**Passage**
=====

I suppose you could say that yesterday, August 6, 2014, is the day The Caravan of Wonder ended, one year and two days after it began when we drove the trailer south to Houston to the funeral of my friend, Neal Adams.  Today Captain Crunch began school; Dr. J. drove to Round Rock to see a friend; and I drifted up to work—even though I don’t have to report for duty for another week or so.  Still there is a great deal to digest, and I assume there will be several more blog posts for a few months or so while I catch up on topics deferred.
The National Mustard Museum
I will ease into one today.  The itinerary for July 29th was Madison, Wisconsin, to Cedar Rapids, Iowa.  After a lovely morning at the National Mustard Museum in Middleton, we crossed over the border between Wisconsin and Iowa.  I had persuaded Knightsmama to allow me one little sentimental indulgence.  I wanted to stop by a farm outside Dyersville, Iowa.  It is on the road map as a tourist destination:  the family farm where the baseball/cornfield scenes for the movie The Field of Dreams were filmed.  Getting there is a process that drives a pilot like me a little nutty.  The four-lane highway becomes a two-laner, which with each new turn becomes more narrow and more bumpy, until finally one is driving on a dusty uneven road between huge fields of tall corn.  In our case, I am looking over at Knightsmama, and Knightsmama is glaring back at me, sending me the wife-vibe that says essentially, “This was your idea and if you get us in trouble, you will get us out without any complaining or histrionics, you get me!”
Luckily, just as I was about to whimper in fear, a happy, formal sign shows up and we turn left on to well-maintained gravel road, and there, behold, is the house, the stands, the field, and the corn bordering the outfield.  What is more, there is place to park the monster.  We land safe and sound. Might I add that this is Iowa in late July:  the corn is tall and green and sturdy.  The baseball field, too, is beautifully manicured, no weeds in the infield, a perfect smooth arc where infield dirt and outfield grass meet.   I suppose the field is smaller than regulation, but larger than a softball field.  I mean I made the throw from third base to first somewhat accurately.  I don’t think I could do that on a pro-size field, but still there was plenty of elbow room between third and short and between second and first.

=====

**Directives**
A: Check whether each statement agrees with the passage, answering yes or no and quoting the deciding words: (i) The National Mustard Museum is in Middleton. (ii) The writer had to report for duty the day after The Caravan of Wonder ended. (iii) The writer found nowhere to park at the farm.
B: Print everything in the passage from "Luckily, just as" down to "second and first.".

=====

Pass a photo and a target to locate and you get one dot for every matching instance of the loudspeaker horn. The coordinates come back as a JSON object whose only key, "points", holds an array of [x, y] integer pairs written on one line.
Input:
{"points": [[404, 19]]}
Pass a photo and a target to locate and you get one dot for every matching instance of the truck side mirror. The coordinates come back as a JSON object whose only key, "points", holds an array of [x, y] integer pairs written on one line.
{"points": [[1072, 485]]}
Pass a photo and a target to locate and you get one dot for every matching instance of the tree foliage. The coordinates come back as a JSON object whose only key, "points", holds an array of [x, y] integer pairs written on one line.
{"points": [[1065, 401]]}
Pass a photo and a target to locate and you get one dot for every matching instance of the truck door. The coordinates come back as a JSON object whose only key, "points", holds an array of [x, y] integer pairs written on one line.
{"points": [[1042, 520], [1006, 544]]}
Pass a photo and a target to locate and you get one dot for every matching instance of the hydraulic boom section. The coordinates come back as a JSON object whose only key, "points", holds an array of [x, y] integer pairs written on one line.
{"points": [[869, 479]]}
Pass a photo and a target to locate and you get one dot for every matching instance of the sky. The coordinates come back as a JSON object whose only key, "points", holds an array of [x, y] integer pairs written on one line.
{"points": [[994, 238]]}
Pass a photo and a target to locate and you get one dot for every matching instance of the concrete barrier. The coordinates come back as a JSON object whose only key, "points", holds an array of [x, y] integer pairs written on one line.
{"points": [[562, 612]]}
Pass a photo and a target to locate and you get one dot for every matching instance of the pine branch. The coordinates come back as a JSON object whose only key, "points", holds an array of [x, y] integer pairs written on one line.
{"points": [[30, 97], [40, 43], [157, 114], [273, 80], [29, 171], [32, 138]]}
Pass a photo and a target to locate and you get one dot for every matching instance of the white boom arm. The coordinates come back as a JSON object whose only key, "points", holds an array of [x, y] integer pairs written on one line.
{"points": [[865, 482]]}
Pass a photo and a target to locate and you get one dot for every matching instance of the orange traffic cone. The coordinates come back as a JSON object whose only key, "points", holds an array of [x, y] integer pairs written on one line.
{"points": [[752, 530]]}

=====

**Solutions below**
A:
(i) Yes: "After a lovely morning at the National Mustard Museum in Middleton"
(ii) No: "I don’t have to report for duty for another week or so"
(iii) No: "What is more, there is place to park the monster."

B:
Luckily, just as I was about to whimper in fear, a happy, formal sign shows up and we turn left on to well-maintained gravel road, and there, behold, is the house, the stands, the field, and the corn bordering the outfield.  What is more, there is place to park the monster.  We land safe and sound. Might I add that this is Iowa in late July:  the corn is tall and green and sturdy.  The baseball field, too, is beautifully manicured, no weeds in the infield, a perfect smooth arc where infield dirt and outfield grass meet.   I suppose the field is smaller than regulation, but larger than a softball field.  I mean I made the throw from third base to first somewhat accurately.  I don’t think I could do that on a pro-size field, but still there was plenty of elbow room between third and short and between second and first.